## What to do
Rewrite every line of the data below with "supervisor" replaced by "manager" and everything else unchanged. Leave the pictures out of your answer.

─── Records supplied

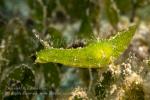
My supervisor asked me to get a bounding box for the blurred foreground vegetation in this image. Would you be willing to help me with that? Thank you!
[0,0,150,100]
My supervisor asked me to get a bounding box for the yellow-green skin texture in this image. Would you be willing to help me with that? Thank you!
[35,26,136,68]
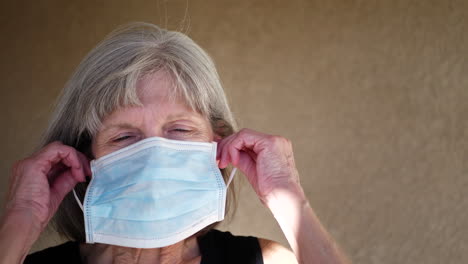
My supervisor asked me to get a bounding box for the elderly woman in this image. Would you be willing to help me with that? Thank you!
[0,23,345,263]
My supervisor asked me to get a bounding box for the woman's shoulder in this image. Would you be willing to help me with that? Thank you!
[258,238,297,264]
[198,230,297,264]
[24,241,81,264]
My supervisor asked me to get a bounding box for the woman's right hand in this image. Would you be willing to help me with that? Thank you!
[4,142,91,228]
[0,142,91,263]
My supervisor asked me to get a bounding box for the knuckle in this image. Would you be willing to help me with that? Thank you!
[239,128,249,135]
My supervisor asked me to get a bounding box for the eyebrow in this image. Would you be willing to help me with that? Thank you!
[101,123,135,132]
[101,113,200,133]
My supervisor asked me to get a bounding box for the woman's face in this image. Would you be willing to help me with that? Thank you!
[92,72,217,159]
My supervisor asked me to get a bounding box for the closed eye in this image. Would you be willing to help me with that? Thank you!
[112,135,133,142]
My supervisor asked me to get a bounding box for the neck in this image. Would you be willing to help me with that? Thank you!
[80,237,201,264]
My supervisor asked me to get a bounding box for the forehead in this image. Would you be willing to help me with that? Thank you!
[103,71,203,126]
[136,71,178,105]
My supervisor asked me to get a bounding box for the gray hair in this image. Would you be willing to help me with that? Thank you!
[40,22,236,242]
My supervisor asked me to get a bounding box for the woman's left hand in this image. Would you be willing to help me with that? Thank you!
[218,128,303,205]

──────

## Exercise solution
My manager asked me to get a bounding box for the blurred foreground vegetation in this image. Would you be willing to help me with that? Thank you!
[0,0,150,100]
My manager asked me to get a bounding box for the yellow-green skin texture in this image. Would you be willing to help me with that? Thank you!
[35,26,136,68]
My manager asked me to get a bounding box for the elderly woman in this image. Would you be willing to help me with that? Thank you!
[0,23,345,263]
My manager asked me to get a bounding box for the woman's shoulder in this image. Would you be willing to help me with that? Thank you!
[258,238,297,264]
[198,230,297,264]
[24,241,81,264]
My manager asked me to get a bounding box for the woman's right hand in this image. Would you be willing to help me with that? Thank you!
[4,142,91,228]
[0,142,91,263]
My manager asked me to get a bounding box for the knuckle in this image. Would you be willing to help me with that? Thank you!
[239,128,249,135]
My manager asked me to get a bounding box for the eyebrow in this image. Would you be willing to help me with that? Thank you!
[101,123,135,132]
[101,113,200,133]
My manager asked me to get a bounding box for the woman's face in this image. Would you be willing to help me with that? Thank you!
[92,72,217,159]
My manager asked me to get a bounding box for the closed eye in this image. Would you be willing to help me with that? Thank you!
[112,135,133,142]
My manager asked me to get a bounding box for the neck in this image. Would you be willing to help me with that? Thank you!
[80,237,201,264]
My manager asked me to get a bounding box for the forehead in this image. Would you be willing to help me with that? Thank you!
[103,71,203,126]
[136,71,178,105]
My manager asked me to get a bounding box for the gray hair in this image. Would you be willing to help me with that? Thank you!
[40,22,236,242]
My manager asked me to get a bounding box for the woman's left hand in this image. Would you be willing to help me with that? Thank you!
[218,128,303,205]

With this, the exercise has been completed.